§ **TASK GOAL**: Find each line below that includes "every", then copy it.

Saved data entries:
____________
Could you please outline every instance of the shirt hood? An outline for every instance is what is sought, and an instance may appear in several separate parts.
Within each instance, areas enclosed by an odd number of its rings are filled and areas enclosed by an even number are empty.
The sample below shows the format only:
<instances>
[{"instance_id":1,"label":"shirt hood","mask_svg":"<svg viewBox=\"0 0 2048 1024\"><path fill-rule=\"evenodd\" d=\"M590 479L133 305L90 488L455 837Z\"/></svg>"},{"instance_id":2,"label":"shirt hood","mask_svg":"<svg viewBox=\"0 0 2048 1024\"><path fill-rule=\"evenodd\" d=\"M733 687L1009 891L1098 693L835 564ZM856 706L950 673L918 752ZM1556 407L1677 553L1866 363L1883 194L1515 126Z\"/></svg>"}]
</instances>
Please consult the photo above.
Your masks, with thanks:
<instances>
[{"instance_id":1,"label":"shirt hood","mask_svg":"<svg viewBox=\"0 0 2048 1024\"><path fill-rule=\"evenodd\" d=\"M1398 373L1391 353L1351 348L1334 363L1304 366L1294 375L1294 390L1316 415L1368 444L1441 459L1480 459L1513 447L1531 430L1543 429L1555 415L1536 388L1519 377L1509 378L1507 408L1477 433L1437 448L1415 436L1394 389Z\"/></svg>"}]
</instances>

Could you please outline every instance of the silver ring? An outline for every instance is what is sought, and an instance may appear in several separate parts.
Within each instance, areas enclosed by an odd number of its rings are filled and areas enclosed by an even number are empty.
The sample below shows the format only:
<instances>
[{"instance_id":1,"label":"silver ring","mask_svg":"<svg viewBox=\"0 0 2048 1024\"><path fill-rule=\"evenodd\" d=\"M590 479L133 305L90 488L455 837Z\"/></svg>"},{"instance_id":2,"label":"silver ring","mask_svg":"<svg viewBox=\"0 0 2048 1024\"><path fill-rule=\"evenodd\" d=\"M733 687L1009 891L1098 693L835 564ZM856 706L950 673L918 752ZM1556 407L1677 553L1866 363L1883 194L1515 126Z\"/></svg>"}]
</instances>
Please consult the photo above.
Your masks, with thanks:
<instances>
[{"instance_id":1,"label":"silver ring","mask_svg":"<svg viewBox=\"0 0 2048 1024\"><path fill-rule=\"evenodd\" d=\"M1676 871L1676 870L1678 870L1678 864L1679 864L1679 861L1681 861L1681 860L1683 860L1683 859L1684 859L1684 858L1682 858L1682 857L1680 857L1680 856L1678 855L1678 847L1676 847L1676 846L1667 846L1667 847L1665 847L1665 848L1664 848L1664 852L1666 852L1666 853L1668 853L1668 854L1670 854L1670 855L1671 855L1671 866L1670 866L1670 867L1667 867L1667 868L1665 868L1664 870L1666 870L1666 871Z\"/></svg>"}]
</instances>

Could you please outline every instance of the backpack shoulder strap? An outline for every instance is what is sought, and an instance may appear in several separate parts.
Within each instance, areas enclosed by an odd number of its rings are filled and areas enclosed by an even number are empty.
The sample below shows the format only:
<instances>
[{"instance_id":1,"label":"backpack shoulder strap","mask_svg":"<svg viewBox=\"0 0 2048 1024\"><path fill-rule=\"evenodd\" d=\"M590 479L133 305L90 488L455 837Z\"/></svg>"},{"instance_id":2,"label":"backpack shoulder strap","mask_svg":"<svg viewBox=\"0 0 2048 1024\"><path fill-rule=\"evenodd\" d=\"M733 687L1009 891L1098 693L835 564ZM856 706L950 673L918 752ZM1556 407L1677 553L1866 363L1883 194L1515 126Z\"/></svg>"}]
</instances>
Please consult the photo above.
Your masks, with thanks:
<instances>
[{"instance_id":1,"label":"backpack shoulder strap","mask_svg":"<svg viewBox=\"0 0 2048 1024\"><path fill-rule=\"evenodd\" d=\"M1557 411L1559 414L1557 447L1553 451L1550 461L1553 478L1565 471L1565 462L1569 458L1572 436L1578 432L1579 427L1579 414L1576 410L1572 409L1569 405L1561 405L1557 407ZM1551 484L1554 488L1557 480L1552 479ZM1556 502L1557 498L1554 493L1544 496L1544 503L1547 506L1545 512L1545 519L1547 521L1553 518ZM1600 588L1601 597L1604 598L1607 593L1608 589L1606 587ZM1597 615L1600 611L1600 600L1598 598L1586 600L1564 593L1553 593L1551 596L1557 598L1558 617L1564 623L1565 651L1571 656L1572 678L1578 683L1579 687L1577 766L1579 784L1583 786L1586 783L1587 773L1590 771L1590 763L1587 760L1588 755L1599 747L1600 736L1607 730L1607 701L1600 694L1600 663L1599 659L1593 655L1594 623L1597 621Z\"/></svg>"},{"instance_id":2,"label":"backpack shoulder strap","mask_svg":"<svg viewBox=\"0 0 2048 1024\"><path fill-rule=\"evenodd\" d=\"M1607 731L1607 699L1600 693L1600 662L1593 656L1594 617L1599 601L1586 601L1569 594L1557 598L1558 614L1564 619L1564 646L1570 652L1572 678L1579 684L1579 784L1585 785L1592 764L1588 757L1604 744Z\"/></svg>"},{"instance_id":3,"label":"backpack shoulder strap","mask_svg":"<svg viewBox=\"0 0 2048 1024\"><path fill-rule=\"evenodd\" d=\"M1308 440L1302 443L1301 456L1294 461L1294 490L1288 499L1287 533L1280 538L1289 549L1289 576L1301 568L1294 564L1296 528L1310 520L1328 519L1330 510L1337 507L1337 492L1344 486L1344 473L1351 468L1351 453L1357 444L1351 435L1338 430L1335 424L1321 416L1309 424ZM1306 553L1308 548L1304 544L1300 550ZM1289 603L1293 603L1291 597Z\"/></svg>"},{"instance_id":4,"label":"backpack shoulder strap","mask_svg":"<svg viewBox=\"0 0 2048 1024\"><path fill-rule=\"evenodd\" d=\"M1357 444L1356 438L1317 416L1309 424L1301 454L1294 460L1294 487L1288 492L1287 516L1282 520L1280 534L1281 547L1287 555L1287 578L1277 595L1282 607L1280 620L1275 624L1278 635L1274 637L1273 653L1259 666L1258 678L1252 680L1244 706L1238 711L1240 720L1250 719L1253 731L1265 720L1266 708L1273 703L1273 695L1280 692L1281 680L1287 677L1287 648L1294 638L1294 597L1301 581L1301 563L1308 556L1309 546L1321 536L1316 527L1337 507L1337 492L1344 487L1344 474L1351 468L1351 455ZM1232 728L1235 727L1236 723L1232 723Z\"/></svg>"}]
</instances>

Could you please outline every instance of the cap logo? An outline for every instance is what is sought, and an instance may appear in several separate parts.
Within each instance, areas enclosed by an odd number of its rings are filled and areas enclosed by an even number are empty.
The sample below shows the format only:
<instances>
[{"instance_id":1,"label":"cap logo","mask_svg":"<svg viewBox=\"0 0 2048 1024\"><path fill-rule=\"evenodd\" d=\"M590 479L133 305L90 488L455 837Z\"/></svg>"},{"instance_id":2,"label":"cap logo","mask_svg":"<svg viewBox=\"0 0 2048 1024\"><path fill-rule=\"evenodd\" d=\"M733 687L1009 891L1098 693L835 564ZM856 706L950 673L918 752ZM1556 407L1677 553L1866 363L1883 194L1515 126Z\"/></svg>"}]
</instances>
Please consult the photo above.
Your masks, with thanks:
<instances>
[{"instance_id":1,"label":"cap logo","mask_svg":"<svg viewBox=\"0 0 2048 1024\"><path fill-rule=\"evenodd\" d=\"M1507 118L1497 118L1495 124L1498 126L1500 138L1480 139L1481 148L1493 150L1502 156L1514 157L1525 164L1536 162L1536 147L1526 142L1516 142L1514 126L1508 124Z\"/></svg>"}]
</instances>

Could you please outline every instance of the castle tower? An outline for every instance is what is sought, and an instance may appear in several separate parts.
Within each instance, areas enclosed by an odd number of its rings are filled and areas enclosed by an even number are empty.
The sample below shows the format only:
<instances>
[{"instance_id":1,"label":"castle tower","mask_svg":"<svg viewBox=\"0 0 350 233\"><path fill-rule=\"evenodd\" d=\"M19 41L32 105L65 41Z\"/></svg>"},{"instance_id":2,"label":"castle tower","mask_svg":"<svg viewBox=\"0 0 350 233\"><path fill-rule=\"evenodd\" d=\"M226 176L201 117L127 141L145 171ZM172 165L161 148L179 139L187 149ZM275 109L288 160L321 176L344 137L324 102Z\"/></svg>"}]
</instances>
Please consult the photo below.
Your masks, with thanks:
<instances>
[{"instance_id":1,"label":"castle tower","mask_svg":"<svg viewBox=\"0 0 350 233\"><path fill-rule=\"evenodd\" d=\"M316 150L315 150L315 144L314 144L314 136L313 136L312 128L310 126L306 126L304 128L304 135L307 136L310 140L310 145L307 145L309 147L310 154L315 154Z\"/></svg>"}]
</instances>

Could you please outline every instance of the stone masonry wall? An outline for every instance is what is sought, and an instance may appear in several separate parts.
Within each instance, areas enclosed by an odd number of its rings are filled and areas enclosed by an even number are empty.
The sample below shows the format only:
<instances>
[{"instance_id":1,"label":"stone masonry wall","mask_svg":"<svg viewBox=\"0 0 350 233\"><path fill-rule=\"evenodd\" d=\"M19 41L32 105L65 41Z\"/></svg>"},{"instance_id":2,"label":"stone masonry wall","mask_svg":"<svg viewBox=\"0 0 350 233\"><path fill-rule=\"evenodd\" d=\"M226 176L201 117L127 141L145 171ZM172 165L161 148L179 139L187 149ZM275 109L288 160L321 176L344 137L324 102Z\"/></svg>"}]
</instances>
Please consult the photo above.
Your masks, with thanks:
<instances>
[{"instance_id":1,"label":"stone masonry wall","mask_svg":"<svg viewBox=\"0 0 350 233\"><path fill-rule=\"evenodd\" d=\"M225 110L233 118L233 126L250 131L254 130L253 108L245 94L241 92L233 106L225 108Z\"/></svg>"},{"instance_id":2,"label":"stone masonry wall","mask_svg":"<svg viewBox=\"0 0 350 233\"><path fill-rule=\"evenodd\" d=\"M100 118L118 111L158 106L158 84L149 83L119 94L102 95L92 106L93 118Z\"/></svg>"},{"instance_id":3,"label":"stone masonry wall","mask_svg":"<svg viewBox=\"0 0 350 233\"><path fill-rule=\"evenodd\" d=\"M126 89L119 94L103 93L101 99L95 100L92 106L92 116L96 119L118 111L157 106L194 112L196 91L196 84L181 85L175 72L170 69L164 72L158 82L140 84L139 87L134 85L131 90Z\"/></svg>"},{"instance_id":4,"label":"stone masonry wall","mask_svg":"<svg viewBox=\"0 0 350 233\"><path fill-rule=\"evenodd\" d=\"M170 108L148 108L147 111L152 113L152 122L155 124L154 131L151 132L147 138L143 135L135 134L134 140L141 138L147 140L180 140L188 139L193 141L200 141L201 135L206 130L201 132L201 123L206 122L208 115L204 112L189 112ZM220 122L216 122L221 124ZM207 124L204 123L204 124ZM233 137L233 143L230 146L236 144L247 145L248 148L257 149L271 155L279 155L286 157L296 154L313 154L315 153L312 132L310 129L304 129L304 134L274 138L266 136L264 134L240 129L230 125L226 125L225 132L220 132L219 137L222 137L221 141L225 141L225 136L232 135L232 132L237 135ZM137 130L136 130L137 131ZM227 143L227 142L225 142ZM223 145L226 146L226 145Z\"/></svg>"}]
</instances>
____________
§ **SOLUTION**:
Could you please outline every instance of the shirt hood? An outline for every instance is what is sought, and an instance may appear in several separate parts.
Could you please outline every instance of the silver ring? An outline for every instance is what is sought, and an instance may appear in several separate parts.
Could you please outline every instance of the backpack shoulder strap? An outline for every instance is what is sought, and an instance may appear in several separate parts.
Could you please outline every instance of the cap logo? An outline for every instance is what is sought, and an instance may appear in several separate parts.
Could you please outline every instance of the castle tower? An outline for every instance is what is sought, and an instance may appear in several separate parts.
Could you please outline every instance of the stone masonry wall? An outline for every instance is what is sought, and an instance may appear in several separate parts.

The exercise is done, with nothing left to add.